Bay Grasses Decline, Lower Bay Hit Hardest

After six years of increases in underwater grasses baywide, the Chesapeake Bay Program’s latest data shows discouraging results.

This week, the partnership released its annual Baywide survey of underwater grasses (submerged aquatic vegetation, or SAV), showing a reduction from a total of 108,761 acres in 2018 to 66,387 acres in 2019. In the six years prior, Bay grasses rose to finally exceed 100,000 acres in 2017 for the first time since the survey began in 1984. The ultimate goal for SAV restoration is 185,000 acres.

The 2019 number is certainly disappointing, but as usual, the Chesapeake doesn’t give us simple answers. Much of the blame goes to the record-breaking rainfall the Bay watershed received in 2018 and the first half of 2019, which created multiple stresses on grass beds from the Susquehanna Flats to the Virginia Capes. The diverse beds in the upper Bay and rivers actually weathered the high river flows well, but the beds of eelgrass and widgeongrass in the saltier lower Bay declined dramatically, especially around Smith and Tangier Islands.

━━━━━━━━━━━━━━━━

## WHAT THIS EXERCISE ASKS
- 1) In the bay grasses article, how many acres of underwater grasses did the 2019 survey count?
- 2) List every acreage figure in the bay grasses article, each with what it measures.

## RECORDS PROVIDED
━━━━━━━━━━━━━━━━

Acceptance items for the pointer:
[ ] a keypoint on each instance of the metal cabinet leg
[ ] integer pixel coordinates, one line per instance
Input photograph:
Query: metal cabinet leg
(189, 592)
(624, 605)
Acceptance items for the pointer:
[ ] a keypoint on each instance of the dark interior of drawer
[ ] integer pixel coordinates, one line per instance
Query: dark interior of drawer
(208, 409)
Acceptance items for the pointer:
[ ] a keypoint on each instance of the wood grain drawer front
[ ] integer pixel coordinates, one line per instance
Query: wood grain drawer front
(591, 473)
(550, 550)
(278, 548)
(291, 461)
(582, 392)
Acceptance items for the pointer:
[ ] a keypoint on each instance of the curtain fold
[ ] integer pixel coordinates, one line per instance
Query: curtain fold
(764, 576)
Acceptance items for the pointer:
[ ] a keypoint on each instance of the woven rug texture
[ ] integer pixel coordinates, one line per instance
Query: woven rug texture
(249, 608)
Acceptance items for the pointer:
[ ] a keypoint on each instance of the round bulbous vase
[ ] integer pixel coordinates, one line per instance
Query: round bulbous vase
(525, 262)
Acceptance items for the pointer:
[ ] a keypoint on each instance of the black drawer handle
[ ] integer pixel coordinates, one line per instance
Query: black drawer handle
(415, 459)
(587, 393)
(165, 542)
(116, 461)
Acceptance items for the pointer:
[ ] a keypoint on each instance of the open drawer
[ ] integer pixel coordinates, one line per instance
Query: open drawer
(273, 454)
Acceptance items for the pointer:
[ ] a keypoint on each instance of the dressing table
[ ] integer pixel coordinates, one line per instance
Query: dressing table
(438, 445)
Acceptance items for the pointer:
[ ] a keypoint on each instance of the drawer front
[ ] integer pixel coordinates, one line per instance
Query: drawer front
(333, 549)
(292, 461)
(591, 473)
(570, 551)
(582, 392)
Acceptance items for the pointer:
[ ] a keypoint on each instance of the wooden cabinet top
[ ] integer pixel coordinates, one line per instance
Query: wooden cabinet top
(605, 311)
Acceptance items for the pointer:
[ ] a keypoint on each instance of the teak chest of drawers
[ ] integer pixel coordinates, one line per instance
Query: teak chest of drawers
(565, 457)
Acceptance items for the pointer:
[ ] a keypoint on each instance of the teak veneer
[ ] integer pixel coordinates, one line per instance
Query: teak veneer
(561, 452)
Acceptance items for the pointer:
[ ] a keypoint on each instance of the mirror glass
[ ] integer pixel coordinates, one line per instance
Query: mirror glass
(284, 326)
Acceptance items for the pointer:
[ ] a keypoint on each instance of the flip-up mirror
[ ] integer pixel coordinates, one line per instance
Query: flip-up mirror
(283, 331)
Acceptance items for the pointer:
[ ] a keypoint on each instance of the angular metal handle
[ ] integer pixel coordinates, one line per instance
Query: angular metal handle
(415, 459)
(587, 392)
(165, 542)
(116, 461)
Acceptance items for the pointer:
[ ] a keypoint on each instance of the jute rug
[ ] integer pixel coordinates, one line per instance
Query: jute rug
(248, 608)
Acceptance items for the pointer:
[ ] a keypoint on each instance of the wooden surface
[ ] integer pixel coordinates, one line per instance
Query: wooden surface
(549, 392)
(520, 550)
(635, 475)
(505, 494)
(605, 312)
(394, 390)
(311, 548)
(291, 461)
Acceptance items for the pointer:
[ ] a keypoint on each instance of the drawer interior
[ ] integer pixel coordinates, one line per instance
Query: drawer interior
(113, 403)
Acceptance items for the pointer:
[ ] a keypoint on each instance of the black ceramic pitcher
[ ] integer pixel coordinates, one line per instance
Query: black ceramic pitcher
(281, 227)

━━━━━━━━━━━━━━━━

## YOUR WRITTEN ANSWERS
- 1) 66,387 acres

- 2)
- 108,761 acres: total underwater grasses in 2018
- 66,387 acres: total underwater grasses in 2019
- 100,000 acres: the level Bay grasses exceeded in 2017 for the first time since the survey began in 1984
- 185,000 acres: the ultimate goal for SAV restoration